Records to process:

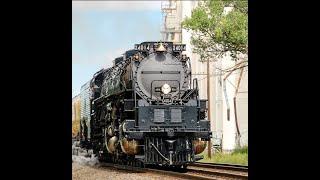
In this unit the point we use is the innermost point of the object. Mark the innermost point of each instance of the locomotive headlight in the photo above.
(166, 88)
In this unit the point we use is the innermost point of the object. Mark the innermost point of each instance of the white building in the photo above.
(224, 130)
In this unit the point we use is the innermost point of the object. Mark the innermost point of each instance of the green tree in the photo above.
(219, 27)
(216, 32)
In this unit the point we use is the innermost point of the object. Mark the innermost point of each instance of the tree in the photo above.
(216, 32)
(220, 27)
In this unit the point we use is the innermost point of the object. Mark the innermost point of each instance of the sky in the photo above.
(103, 30)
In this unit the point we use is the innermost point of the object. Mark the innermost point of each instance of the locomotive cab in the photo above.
(147, 108)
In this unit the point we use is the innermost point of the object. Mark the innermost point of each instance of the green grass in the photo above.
(238, 156)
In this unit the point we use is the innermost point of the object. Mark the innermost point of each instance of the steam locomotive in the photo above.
(145, 109)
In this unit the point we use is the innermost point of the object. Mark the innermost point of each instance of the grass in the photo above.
(238, 156)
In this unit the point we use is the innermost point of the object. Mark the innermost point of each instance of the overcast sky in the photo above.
(103, 30)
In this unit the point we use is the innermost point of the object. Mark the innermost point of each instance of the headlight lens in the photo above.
(166, 88)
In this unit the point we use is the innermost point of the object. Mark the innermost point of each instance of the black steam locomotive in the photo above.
(146, 109)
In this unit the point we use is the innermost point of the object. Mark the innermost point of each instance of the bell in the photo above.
(161, 48)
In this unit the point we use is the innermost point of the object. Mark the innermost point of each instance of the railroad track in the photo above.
(219, 171)
(203, 171)
(193, 171)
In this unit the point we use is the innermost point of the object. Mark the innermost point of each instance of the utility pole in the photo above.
(208, 96)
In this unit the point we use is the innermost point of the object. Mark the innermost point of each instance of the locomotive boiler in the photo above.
(145, 109)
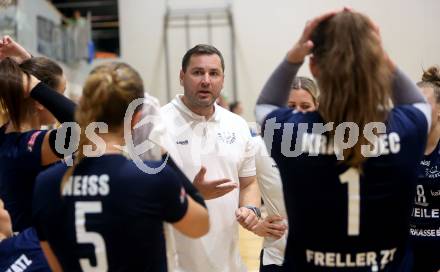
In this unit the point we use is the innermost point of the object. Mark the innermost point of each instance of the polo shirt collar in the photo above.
(178, 103)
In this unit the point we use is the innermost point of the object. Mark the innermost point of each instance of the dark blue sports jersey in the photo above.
(425, 216)
(339, 219)
(22, 253)
(110, 214)
(20, 163)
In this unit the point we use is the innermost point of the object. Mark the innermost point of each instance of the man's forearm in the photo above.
(249, 192)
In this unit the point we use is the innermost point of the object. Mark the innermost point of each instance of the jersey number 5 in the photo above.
(352, 178)
(88, 237)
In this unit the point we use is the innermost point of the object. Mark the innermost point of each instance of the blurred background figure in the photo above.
(303, 96)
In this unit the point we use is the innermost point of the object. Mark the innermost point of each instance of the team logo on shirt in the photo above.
(21, 264)
(32, 140)
(182, 195)
(226, 137)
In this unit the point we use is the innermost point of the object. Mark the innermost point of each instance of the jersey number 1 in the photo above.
(88, 237)
(352, 178)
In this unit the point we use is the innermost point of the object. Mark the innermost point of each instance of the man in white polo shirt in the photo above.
(216, 150)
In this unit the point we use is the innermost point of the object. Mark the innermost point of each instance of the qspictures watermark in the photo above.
(296, 139)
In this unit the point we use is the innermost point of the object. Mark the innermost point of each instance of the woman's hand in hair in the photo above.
(376, 32)
(304, 45)
(10, 48)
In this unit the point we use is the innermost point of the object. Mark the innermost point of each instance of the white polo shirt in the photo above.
(271, 189)
(223, 144)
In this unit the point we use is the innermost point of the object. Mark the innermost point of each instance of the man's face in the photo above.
(203, 81)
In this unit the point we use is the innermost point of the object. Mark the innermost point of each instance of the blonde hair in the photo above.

What to work on:
The required output is the exact sequence of lines from the one containing "the white polo shirt in the photo above." through the end of the listing, both endpoints included.

Completed exercise:
In this unit the point we use is the innermost point of the object. Mark the innermost point of each instance of the white polo shirt in the photo above.
(271, 189)
(223, 144)
In this unit the point we use is the innermost point of the object. Mark the innermost point of each instance of the man's face in the photo above.
(203, 81)
In this unit the point we use is the innermost point of the object. Mark the innermost point of each instance of the blonde hair in the photo above.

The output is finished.